*Kutipan Halaman*
Kisah

Jumat, 20 Januari 2012

Bukan Kudapan Biasa

Ini bukan cerita tentang suasana tempat berjualan ayam goreng terkenal, juga bukan donat dan roti yang bermerk, apalagi pizza dan pasta yang iklannya selalu muncul di tv. Ini hanya semangkuk kudapan biasa, dengan rasa yang luar biasa. 

Ya, hanya semangkuk bakso. Seonggok bakso besar dibelah 6 tanpa terputus, nampak seperti mawar, hanya saja kelabu. namun tetap cantik, walau dengan penyajian sederhana. 

Lalu, apa yang luar biasa? Tidak ada. Tidak ada yang luar biasa, baik dari rasa bakso maupun suasana warungnya. Hanya warung biasa saja. Tapi, disana ada sebuah rasa manis yang auranya selalu menebar setiap kali saya kesana, baik sendiri ataupun tidak sendiri. Rasa yang menyamankan, paling tidak untuk pribadi saya sendiri. Itu yang istimewa. 

Awalnya sederhana, saya lapar, dia lapar. Dan kami menemukan warung bakso tidak jauh dari tempat dimana kami merasakan kelaparan. Lalu melangkahlah kami kesana, memesan bakso yang masing-masing sudah pada porsinya. Kami mulai meracik campuran bumbu tambahannya, saus, sambal, kecap, dan cuka. Lalu kami mulai menikmati sesuap demi sesuap. Asin, manis , pedas, dan sedikit asam berbaur menjadi satu,dan masing-masing tetap merasakan apa yang sudah diracik. Tapi aura manis tetap begitu kental terasa.

*Blok Data*

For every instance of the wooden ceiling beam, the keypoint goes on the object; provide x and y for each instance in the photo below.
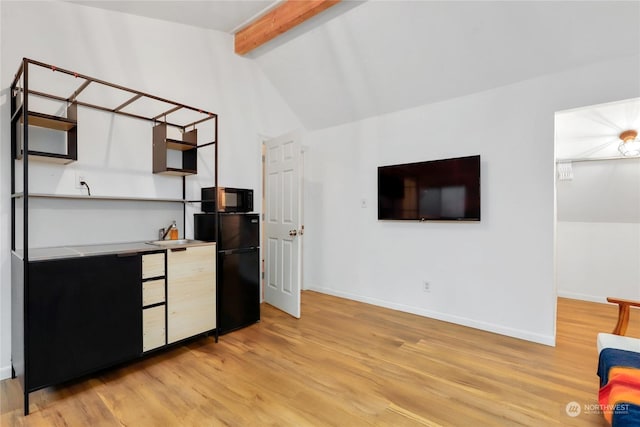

*Daftar Soal*
#1 Tuliskan kembali bagian dari tulisan tentang bakso ini, mulai dari "Bukan Kudapan Biasa" dan berakhir pada "dengan penyajian sederhana.".
#2 Dalam tulisan tentang bakso, bumbu tambahan apa saja yang diracik sebelum bakso dinikmati?
Data tersebut sama sekali tidak dipakai di sini.

*Hasil Akhir*
#1
Bukan Kudapan Biasa

Ini bukan cerita tentang suasana tempat berjualan ayam goreng terkenal, juga bukan donat dan roti yang bermerk, apalagi pizza dan pasta yang iklannya selalu muncul di tv. Ini hanya semangkuk kudapan biasa, dengan rasa yang luar biasa. 

Ya, hanya semangkuk bakso. Seonggok bakso besar dibelah 6 tanpa terputus, nampak seperti mawar, hanya saja kelabu. namun tetap cantik, walau dengan penyajian sederhana.

#2 Saus, sambal, kecap, dan cuka.